* _What you should do_:
From the rows below, pull out every line that contains the word "bleacher" and copy each one unchanged.

* _Dataset rows_:
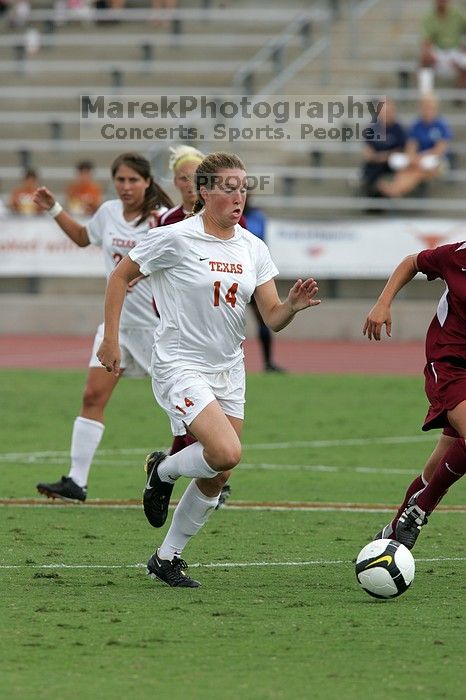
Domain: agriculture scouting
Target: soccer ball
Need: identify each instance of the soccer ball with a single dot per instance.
(385, 568)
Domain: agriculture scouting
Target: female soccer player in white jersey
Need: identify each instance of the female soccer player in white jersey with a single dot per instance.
(117, 226)
(203, 272)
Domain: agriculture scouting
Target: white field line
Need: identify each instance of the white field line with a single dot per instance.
(241, 506)
(216, 565)
(28, 457)
(324, 468)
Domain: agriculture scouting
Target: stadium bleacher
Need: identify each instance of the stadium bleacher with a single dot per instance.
(328, 47)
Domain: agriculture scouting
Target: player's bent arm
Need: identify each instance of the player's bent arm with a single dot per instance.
(278, 314)
(109, 351)
(380, 314)
(74, 230)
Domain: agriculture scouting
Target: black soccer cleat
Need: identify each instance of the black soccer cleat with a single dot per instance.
(225, 494)
(156, 495)
(409, 524)
(386, 533)
(66, 489)
(170, 572)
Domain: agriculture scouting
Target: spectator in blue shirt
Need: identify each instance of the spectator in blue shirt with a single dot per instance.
(425, 153)
(389, 138)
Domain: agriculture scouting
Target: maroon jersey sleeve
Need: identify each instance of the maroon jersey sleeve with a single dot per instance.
(433, 262)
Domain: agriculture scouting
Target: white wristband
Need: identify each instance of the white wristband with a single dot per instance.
(55, 210)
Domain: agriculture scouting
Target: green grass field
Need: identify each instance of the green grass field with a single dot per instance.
(279, 614)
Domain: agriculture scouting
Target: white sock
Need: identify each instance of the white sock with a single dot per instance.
(190, 514)
(187, 462)
(86, 437)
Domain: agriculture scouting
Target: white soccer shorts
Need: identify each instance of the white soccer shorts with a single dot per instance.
(186, 393)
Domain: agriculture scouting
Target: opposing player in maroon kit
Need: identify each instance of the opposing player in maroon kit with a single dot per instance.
(445, 380)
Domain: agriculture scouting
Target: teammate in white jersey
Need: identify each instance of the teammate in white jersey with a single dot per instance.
(117, 226)
(203, 272)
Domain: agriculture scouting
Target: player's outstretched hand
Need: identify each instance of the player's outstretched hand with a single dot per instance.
(43, 198)
(109, 356)
(378, 316)
(302, 294)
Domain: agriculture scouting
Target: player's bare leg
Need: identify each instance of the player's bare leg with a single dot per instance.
(222, 450)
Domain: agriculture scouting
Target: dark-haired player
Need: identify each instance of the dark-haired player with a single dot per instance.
(445, 380)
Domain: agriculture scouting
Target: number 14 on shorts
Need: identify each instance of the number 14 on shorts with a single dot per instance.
(187, 402)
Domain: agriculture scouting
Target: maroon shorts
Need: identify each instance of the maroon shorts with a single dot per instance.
(445, 385)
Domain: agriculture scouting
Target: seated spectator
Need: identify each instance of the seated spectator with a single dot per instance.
(84, 195)
(21, 201)
(20, 11)
(377, 152)
(426, 152)
(443, 48)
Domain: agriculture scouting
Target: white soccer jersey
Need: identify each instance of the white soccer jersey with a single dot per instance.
(202, 285)
(116, 236)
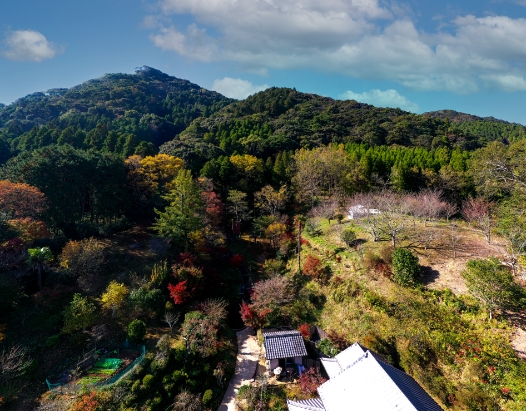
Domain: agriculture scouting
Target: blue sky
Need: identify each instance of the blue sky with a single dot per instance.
(423, 55)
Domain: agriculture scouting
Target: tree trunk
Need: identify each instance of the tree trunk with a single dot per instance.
(39, 270)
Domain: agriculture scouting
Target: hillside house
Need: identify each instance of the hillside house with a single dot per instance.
(361, 380)
(283, 349)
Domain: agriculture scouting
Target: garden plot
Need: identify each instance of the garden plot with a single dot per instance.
(107, 367)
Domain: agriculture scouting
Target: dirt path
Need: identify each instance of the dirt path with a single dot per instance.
(248, 351)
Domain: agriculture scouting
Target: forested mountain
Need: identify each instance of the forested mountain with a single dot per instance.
(247, 216)
(280, 119)
(118, 113)
(486, 128)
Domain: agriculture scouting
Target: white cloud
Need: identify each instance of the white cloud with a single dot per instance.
(194, 44)
(379, 98)
(236, 87)
(360, 38)
(28, 45)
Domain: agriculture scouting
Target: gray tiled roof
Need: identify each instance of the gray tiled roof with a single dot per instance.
(283, 344)
(314, 404)
(414, 392)
(332, 367)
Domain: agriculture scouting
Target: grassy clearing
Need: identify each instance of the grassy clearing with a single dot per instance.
(441, 338)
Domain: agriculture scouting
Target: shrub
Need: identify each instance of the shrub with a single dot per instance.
(348, 236)
(236, 261)
(136, 386)
(313, 228)
(327, 348)
(52, 342)
(406, 270)
(310, 381)
(370, 260)
(208, 396)
(136, 331)
(147, 381)
(313, 267)
(386, 254)
(304, 330)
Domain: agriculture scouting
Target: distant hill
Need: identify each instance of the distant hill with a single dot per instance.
(146, 106)
(141, 112)
(485, 128)
(457, 117)
(280, 119)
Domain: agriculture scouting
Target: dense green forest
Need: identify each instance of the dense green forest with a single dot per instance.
(117, 113)
(133, 208)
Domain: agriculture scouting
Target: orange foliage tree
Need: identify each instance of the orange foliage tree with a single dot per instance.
(20, 200)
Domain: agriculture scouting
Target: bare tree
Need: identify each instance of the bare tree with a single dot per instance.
(394, 214)
(454, 238)
(368, 217)
(428, 205)
(13, 364)
(171, 318)
(516, 246)
(326, 209)
(477, 211)
(270, 200)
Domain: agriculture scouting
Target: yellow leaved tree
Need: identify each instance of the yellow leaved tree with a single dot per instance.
(114, 296)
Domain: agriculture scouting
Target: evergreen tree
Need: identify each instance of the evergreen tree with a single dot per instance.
(184, 213)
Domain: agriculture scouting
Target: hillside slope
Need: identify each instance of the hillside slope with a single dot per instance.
(146, 106)
(280, 119)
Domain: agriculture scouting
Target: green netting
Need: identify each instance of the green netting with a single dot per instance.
(108, 364)
(93, 377)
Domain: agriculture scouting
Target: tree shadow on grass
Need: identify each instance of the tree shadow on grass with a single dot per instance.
(429, 275)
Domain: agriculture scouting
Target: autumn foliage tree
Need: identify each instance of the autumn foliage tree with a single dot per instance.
(309, 381)
(114, 296)
(190, 280)
(477, 211)
(269, 303)
(314, 268)
(20, 200)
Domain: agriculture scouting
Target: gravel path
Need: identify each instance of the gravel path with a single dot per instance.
(247, 360)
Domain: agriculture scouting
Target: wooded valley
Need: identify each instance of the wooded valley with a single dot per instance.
(144, 219)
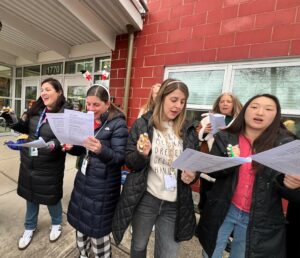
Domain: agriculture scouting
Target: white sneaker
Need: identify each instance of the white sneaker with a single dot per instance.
(55, 233)
(25, 240)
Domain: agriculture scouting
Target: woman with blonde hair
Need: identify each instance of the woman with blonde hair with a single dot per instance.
(155, 193)
(150, 101)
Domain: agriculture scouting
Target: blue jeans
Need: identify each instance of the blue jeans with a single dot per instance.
(32, 213)
(236, 221)
(153, 211)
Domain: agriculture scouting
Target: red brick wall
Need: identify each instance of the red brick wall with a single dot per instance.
(180, 32)
(197, 31)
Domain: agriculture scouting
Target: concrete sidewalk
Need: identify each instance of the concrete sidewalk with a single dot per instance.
(12, 212)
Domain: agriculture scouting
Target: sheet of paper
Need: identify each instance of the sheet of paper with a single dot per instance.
(58, 123)
(72, 127)
(40, 143)
(217, 122)
(284, 158)
(198, 161)
(80, 126)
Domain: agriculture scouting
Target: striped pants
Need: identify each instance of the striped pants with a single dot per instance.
(100, 246)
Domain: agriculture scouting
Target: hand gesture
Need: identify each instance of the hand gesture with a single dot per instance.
(66, 147)
(208, 128)
(188, 176)
(143, 144)
(93, 144)
(291, 181)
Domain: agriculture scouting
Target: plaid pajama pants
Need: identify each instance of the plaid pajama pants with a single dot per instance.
(100, 246)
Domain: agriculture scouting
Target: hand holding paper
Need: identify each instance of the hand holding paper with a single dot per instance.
(284, 158)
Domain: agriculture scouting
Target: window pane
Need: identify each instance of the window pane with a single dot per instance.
(98, 79)
(102, 63)
(30, 95)
(5, 71)
(19, 72)
(78, 65)
(76, 97)
(4, 102)
(204, 86)
(283, 82)
(32, 71)
(292, 123)
(18, 108)
(4, 87)
(55, 68)
(18, 90)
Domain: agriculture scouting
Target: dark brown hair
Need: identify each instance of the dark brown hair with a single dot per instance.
(102, 93)
(268, 137)
(167, 87)
(39, 104)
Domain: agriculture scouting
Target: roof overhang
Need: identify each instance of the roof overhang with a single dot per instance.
(62, 29)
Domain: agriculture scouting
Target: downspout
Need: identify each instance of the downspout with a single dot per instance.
(130, 30)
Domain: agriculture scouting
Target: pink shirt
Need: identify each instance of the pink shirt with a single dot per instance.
(243, 193)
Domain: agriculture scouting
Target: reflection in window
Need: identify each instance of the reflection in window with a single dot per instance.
(5, 87)
(4, 102)
(102, 64)
(292, 123)
(76, 97)
(5, 71)
(78, 65)
(204, 86)
(30, 95)
(18, 108)
(283, 82)
(19, 72)
(49, 69)
(18, 88)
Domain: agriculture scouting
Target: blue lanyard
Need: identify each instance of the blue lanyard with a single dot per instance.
(42, 117)
(87, 151)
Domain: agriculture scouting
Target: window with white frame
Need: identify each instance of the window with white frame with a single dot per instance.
(206, 82)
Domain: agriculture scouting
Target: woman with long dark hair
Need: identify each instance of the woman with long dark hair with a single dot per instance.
(97, 184)
(41, 170)
(246, 200)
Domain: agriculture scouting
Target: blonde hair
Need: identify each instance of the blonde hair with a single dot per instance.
(150, 101)
(236, 107)
(167, 87)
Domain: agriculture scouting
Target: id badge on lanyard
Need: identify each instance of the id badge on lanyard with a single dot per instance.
(33, 152)
(84, 164)
(170, 182)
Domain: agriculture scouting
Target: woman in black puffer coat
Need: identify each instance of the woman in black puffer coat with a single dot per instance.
(41, 170)
(155, 193)
(247, 199)
(97, 183)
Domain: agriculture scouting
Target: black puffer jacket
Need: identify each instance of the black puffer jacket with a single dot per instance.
(41, 177)
(95, 194)
(266, 229)
(136, 184)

* _Written response_:
Target: stadium bleacher
Need: identify each instance of the stadium bleacher with a single dot per instance.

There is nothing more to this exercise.